# [WORK INSTRUCTIONS]
Which lines in the listing below contain "microwave"? Copy each of them.

------ INPUT

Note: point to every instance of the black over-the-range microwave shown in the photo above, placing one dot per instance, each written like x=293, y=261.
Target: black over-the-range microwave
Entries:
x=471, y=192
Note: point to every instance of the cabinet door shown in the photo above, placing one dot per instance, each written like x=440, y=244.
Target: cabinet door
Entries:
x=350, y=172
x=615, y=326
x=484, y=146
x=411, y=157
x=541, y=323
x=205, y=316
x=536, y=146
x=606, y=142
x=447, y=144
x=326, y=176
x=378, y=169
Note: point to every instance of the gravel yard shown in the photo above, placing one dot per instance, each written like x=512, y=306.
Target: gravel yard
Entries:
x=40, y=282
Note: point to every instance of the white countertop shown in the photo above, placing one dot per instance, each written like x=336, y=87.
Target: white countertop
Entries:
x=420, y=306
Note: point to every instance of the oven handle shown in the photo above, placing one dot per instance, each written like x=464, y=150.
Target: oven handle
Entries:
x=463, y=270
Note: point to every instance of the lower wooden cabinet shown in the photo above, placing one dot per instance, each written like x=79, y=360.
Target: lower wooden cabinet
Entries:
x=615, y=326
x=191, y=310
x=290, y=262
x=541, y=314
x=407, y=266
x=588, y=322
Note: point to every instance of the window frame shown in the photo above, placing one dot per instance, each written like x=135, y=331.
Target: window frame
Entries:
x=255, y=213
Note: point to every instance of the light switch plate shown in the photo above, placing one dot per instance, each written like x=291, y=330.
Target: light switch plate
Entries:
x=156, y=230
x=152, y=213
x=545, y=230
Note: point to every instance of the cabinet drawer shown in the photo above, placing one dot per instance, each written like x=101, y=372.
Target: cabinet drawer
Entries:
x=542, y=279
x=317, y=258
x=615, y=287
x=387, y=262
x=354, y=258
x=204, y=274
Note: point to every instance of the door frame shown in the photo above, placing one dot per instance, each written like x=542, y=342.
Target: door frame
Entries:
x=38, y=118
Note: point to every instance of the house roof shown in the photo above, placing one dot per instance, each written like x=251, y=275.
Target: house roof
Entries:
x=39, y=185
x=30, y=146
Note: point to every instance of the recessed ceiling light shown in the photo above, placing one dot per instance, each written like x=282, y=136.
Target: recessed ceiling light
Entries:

------------

# [ANSWER]
Note: point to every instance of the black over-the-range microwave shown in the photo above, placing one dot per instance, each written like x=293, y=261.
Target: black over-the-range microwave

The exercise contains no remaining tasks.